-- Required task --
Turn the records, starting at the line that contains "Expected: the pointer indicates a point on the black eye, one" and ending at the end of the records, into a JSON list of strings with one string per line. Leave out blank lines.

-- Exercise material --
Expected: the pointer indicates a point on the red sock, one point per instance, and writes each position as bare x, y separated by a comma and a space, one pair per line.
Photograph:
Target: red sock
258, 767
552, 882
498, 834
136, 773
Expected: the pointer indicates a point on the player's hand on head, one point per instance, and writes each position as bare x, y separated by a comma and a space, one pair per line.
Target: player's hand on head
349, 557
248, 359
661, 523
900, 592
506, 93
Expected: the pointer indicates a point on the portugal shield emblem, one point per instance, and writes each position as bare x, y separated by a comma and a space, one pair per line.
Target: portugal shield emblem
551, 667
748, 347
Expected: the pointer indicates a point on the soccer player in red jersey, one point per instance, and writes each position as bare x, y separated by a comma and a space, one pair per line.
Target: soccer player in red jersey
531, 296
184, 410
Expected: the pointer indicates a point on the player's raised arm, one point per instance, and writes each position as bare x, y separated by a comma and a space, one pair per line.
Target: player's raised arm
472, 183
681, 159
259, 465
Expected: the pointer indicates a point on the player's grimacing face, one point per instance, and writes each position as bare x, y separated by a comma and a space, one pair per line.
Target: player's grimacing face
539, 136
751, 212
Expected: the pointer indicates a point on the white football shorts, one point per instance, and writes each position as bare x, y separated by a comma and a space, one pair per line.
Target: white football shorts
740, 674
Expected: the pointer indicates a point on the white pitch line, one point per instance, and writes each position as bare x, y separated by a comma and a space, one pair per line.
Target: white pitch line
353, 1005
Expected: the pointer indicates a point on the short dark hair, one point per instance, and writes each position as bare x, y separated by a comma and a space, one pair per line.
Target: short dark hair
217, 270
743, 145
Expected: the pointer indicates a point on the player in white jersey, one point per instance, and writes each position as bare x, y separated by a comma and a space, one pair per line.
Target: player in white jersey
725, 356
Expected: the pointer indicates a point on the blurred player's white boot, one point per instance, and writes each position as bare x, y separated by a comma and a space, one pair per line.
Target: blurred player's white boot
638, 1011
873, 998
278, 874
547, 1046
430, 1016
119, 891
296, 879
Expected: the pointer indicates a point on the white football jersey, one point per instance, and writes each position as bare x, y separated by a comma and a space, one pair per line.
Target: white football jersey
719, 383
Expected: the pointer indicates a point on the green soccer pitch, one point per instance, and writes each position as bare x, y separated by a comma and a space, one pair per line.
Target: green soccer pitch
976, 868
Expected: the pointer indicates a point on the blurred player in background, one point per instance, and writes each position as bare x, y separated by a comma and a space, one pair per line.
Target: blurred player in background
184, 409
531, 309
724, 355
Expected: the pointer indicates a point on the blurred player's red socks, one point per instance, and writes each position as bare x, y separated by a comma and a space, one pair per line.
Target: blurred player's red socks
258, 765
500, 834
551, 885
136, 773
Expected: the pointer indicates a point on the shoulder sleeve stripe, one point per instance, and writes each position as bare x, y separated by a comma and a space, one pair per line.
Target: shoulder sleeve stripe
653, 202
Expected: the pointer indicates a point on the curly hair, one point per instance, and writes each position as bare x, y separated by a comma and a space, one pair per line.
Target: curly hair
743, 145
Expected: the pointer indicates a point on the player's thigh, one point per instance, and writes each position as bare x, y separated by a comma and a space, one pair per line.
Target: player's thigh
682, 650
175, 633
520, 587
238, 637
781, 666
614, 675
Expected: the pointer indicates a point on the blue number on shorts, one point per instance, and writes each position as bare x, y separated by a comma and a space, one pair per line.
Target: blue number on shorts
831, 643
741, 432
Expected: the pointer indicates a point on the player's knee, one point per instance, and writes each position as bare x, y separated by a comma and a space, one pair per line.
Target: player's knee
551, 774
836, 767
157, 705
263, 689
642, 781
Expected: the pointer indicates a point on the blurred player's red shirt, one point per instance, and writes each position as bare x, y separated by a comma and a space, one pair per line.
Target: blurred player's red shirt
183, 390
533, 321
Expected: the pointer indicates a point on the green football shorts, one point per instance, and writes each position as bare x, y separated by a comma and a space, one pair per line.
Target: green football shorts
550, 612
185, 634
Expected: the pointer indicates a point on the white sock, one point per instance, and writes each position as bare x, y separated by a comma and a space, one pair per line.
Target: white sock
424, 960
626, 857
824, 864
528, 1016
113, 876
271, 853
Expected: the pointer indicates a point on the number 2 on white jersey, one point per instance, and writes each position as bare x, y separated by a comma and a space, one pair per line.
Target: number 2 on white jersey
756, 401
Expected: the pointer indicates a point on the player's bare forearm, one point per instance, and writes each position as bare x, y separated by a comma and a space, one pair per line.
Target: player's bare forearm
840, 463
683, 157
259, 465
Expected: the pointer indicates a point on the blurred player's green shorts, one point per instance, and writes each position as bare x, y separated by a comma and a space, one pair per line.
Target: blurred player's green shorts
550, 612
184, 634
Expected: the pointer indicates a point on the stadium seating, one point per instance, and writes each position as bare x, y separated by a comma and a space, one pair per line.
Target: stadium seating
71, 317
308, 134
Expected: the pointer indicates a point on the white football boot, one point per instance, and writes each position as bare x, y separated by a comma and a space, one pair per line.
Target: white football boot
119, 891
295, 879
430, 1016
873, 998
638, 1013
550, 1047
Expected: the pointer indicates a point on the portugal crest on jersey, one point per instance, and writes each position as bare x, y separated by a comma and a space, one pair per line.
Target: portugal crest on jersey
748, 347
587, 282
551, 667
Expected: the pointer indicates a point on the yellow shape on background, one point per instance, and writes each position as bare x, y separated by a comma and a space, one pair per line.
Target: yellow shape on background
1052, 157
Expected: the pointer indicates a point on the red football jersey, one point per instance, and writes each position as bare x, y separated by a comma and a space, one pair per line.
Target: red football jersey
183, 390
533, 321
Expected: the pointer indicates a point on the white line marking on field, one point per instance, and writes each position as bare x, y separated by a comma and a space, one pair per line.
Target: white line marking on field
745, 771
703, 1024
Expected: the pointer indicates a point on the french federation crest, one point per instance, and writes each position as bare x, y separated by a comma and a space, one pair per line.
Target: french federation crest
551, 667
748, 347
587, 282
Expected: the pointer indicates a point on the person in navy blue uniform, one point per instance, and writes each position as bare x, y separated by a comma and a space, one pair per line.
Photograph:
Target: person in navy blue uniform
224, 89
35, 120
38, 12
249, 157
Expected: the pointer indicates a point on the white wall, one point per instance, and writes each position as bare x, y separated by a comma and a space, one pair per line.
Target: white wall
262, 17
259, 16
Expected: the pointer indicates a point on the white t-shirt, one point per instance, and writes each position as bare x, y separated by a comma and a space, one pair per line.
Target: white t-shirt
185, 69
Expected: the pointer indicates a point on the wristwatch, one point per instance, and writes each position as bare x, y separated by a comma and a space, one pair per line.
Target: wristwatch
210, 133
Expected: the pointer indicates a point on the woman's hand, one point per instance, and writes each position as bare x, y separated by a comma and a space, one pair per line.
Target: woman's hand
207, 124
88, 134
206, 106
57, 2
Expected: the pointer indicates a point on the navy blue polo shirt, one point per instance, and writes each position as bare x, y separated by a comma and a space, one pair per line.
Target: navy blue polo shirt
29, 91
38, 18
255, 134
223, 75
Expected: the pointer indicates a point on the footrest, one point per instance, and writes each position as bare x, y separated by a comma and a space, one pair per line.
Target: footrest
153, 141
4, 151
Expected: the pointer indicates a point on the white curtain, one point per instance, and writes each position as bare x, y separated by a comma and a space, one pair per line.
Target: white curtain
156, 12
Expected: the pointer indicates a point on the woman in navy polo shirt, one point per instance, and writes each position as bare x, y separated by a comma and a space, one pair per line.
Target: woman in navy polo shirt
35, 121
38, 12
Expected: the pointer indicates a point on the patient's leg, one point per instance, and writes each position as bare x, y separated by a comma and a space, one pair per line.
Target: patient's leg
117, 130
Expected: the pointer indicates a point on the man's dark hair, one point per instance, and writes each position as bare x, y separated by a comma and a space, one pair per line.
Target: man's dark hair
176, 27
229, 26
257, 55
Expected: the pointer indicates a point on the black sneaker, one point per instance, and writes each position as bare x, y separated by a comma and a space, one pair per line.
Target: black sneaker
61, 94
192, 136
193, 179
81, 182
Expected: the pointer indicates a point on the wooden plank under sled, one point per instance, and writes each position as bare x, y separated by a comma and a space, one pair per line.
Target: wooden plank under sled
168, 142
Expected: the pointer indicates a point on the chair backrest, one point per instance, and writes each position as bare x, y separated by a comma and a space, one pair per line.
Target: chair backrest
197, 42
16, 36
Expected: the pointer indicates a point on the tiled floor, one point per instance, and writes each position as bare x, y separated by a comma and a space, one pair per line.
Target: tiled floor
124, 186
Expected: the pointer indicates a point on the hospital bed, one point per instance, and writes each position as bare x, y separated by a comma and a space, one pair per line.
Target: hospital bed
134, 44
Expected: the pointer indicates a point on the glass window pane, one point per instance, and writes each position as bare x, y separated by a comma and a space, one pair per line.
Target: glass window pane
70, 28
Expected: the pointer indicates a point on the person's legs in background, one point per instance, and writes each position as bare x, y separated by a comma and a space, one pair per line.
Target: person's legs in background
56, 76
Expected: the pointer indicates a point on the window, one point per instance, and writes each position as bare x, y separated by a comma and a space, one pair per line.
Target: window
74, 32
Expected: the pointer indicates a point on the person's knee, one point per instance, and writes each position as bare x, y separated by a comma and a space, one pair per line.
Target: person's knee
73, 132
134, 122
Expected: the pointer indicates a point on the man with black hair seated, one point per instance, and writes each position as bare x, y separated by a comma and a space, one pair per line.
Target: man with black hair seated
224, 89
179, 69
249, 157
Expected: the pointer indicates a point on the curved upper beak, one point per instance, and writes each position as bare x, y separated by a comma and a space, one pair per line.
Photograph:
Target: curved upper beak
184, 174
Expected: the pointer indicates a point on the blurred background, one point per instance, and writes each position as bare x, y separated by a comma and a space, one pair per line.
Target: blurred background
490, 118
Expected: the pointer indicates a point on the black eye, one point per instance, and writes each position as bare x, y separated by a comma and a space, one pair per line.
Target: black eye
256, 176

-- Right answer --
[
  "Expected: the pointer indicates a point on the black eye, one point per instance, and writes each position as bare x, y separated by a comma and a space, one pair per line.",
  "Target: black eye",
  "256, 176"
]